Task requirements. Rewrite all of the items below with every "branch" changed to "bough" and everything else left the same, and leave the pictures out of your answer.

Data extract.
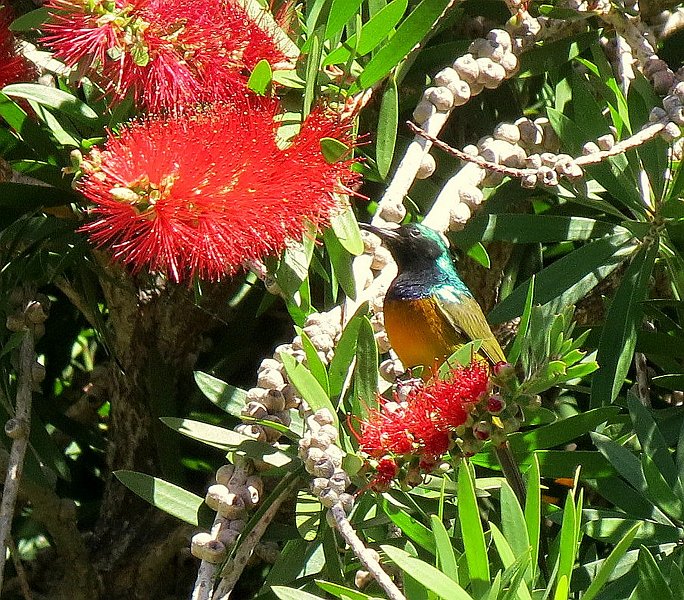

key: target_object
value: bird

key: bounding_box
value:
[362,223,506,378]
[359,223,525,506]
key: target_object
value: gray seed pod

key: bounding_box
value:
[414,152,436,178]
[539,167,558,186]
[423,86,454,112]
[525,154,542,169]
[486,29,513,52]
[648,106,667,123]
[190,531,226,564]
[458,184,484,208]
[492,123,520,144]
[477,58,506,90]
[449,202,471,231]
[413,98,437,125]
[453,54,480,84]
[660,122,682,143]
[651,70,675,96]
[596,133,615,150]
[582,142,601,156]
[216,464,235,486]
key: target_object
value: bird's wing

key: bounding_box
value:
[435,290,506,363]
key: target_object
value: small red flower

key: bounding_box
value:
[42,0,285,112]
[79,99,356,282]
[0,5,36,88]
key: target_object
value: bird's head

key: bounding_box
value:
[360,223,451,270]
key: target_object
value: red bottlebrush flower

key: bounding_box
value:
[79,99,356,282]
[42,0,285,112]
[0,6,36,88]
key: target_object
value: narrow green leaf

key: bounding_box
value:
[299,331,330,396]
[430,515,458,583]
[323,0,408,66]
[247,59,273,96]
[354,316,378,417]
[114,471,212,527]
[489,233,634,323]
[328,303,368,398]
[458,460,490,597]
[637,546,674,600]
[558,491,578,597]
[525,454,541,581]
[330,206,363,256]
[382,498,436,554]
[194,371,247,417]
[381,545,472,600]
[350,0,451,91]
[271,585,321,600]
[582,525,639,600]
[375,77,399,179]
[2,83,100,125]
[280,352,338,426]
[591,243,658,406]
[324,0,363,40]
[501,481,530,566]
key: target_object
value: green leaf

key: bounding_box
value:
[299,331,330,395]
[330,206,363,256]
[582,525,639,600]
[489,233,634,323]
[380,545,472,600]
[2,83,100,125]
[350,0,451,93]
[458,460,490,597]
[354,316,378,418]
[194,371,247,417]
[641,453,684,521]
[323,228,356,300]
[271,585,321,600]
[320,138,351,165]
[501,481,530,567]
[247,59,273,96]
[637,546,674,600]
[516,31,597,77]
[114,471,212,527]
[375,77,399,179]
[280,352,339,427]
[381,497,436,554]
[328,304,368,398]
[525,455,541,581]
[591,243,658,406]
[323,0,408,66]
[430,515,458,583]
[323,0,363,40]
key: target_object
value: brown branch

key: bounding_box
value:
[0,327,35,590]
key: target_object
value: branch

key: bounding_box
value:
[0,327,35,590]
[330,502,406,600]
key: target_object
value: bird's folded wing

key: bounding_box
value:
[435,290,506,363]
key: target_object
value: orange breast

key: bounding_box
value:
[384,298,464,377]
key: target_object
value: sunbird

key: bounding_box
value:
[360,223,525,504]
[362,223,506,370]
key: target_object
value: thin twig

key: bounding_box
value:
[330,502,406,600]
[7,535,33,600]
[407,121,667,172]
[213,475,301,600]
[0,329,35,590]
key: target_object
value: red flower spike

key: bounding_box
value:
[42,0,285,112]
[79,99,357,282]
[0,5,36,88]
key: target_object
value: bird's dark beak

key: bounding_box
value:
[359,223,400,244]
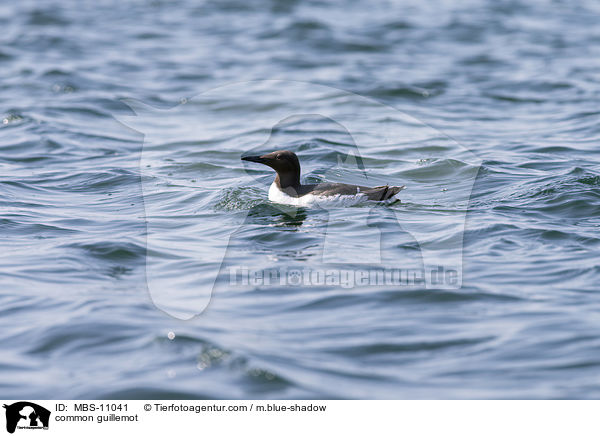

In response.
key: target_object
value: bird

key: bounding_box
value:
[362,223,506,378]
[359,223,525,506]
key: target_object
value: gray seed pod

key: bounding_box
value:
[414,152,436,178]
[539,167,558,186]
[423,86,454,112]
[525,154,542,169]
[486,29,513,52]
[648,106,667,123]
[190,531,226,564]
[458,184,484,208]
[492,123,520,144]
[477,58,506,90]
[449,202,471,231]
[413,98,437,125]
[453,54,480,84]
[660,122,682,143]
[651,70,675,96]
[596,133,615,150]
[582,142,601,156]
[216,464,235,486]
key: target_object
value: bird's wing

key: bounding_box
value:
[435,290,506,363]
key: target_object
value: small red flower

key: bounding_box
value:
[42,0,285,112]
[79,99,356,282]
[0,5,36,88]
key: target_object
value: bird's head

key: bounding_box
value:
[360,223,451,270]
key: target_object
value: red bottlebrush flower

key: bounding_box
value:
[79,99,356,282]
[42,0,285,112]
[0,6,36,88]
key: target_object
value: narrow green leaf

key: bounding_box
value:
[299,331,330,396]
[430,515,458,583]
[323,0,408,66]
[247,59,273,96]
[354,316,378,417]
[114,471,212,527]
[489,233,634,323]
[328,303,368,398]
[458,460,490,597]
[637,546,674,600]
[558,491,578,597]
[525,454,541,581]
[330,206,363,256]
[382,498,436,554]
[194,371,247,417]
[381,545,472,600]
[350,0,451,91]
[271,585,321,600]
[582,525,639,600]
[375,77,399,179]
[2,83,100,125]
[280,352,338,426]
[591,243,658,406]
[324,0,363,40]
[501,481,530,566]
key: target_object
value: green leaf

key: bounding_box
value:
[299,331,330,395]
[330,206,363,256]
[582,525,639,600]
[489,233,634,323]
[380,545,472,600]
[2,83,100,125]
[350,0,451,93]
[458,460,490,597]
[354,316,378,418]
[194,371,247,417]
[641,453,684,521]
[323,228,356,300]
[271,585,321,600]
[320,138,351,165]
[501,481,530,567]
[247,59,273,96]
[637,546,674,600]
[516,31,597,77]
[114,471,212,527]
[375,77,399,179]
[280,352,339,427]
[381,497,436,554]
[328,304,368,398]
[525,455,541,581]
[591,243,658,406]
[323,0,408,66]
[430,515,458,583]
[323,0,363,40]
key: target_object
value: brown bough

key: bounding_box
value:
[0,327,35,590]
key: target_object
value: bough

key: bounding_box
value:
[0,327,35,590]
[330,502,406,600]
key: target_object
value: bird's folded wing

key: bounding_box
value:
[435,290,506,363]
key: target_object
value: orange breast

key: bounding_box
value:
[384,298,464,377]
key: target_object
value: sunbird

key: bounding_box
value:
[360,223,525,504]
[362,223,506,370]
key: target_object
value: thin twig

key: bounding_box
value:
[330,502,406,600]
[7,535,33,600]
[407,121,667,172]
[213,475,301,600]
[0,329,35,590]
key: target_object
value: red flower spike

key: bounding_box
value:
[42,0,285,112]
[79,99,357,282]
[0,5,36,88]
key: target_object
value: bird's dark beak

key: bounding_box
value:
[359,223,400,244]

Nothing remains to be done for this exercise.